[Problème à traiter]:
Présentez sous forme de liste numérotée les lignes ci-dessous, depuis celle qui contient « Prove me wrong or prove me right: there's a floral » jusqu'à la dernière, toutes deux comprises, en omettant les lignes vides.

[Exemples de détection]
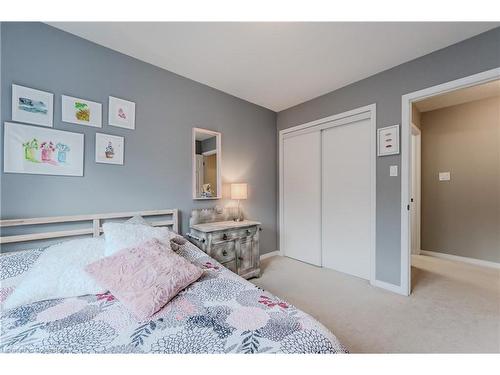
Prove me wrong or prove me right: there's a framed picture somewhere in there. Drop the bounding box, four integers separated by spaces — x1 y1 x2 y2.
4 122 84 176
61 95 102 128
12 85 54 127
377 125 399 156
108 96 135 129
95 133 125 165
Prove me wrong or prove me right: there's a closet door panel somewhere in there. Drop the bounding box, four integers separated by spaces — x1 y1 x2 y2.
281 131 321 266
322 119 372 279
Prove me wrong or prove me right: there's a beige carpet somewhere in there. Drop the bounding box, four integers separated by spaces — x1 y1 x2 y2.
250 255 500 353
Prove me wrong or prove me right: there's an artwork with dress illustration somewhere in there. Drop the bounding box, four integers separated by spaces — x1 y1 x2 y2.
4 122 84 176
95 133 124 165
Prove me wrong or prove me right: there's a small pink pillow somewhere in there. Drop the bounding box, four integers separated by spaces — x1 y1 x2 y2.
85 239 203 320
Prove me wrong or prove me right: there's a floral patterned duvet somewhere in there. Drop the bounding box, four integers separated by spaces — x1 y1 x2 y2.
0 242 345 353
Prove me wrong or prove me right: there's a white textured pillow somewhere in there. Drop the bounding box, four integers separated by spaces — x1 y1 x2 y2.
3 238 106 309
102 223 170 256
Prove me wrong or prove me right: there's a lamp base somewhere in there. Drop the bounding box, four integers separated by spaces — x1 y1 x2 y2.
233 199 243 222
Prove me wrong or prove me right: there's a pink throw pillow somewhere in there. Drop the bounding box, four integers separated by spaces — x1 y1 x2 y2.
85 239 203 320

[Réponse complète]:
1. Prove me wrong or prove me right: there's a floral patterned duvet somewhere in there. Drop the bounding box, four integers separated by spaces — x1 y1 x2 y2.
2. 0 242 345 353
3. Prove me wrong or prove me right: there's a white textured pillow somewhere in there. Drop the bounding box, four integers separated by spaces — x1 y1 x2 y2.
4. 3 238 106 309
5. 102 223 170 256
6. Prove me wrong or prove me right: there's a lamp base somewhere in there. Drop the bounding box, four integers separated by spaces — x1 y1 x2 y2.
7. 233 199 243 222
8. Prove me wrong or prove me right: there's a pink throw pillow somewhere in there. Drop the bounding box, four integers separated by spaces — x1 y1 x2 y2.
9. 85 239 203 320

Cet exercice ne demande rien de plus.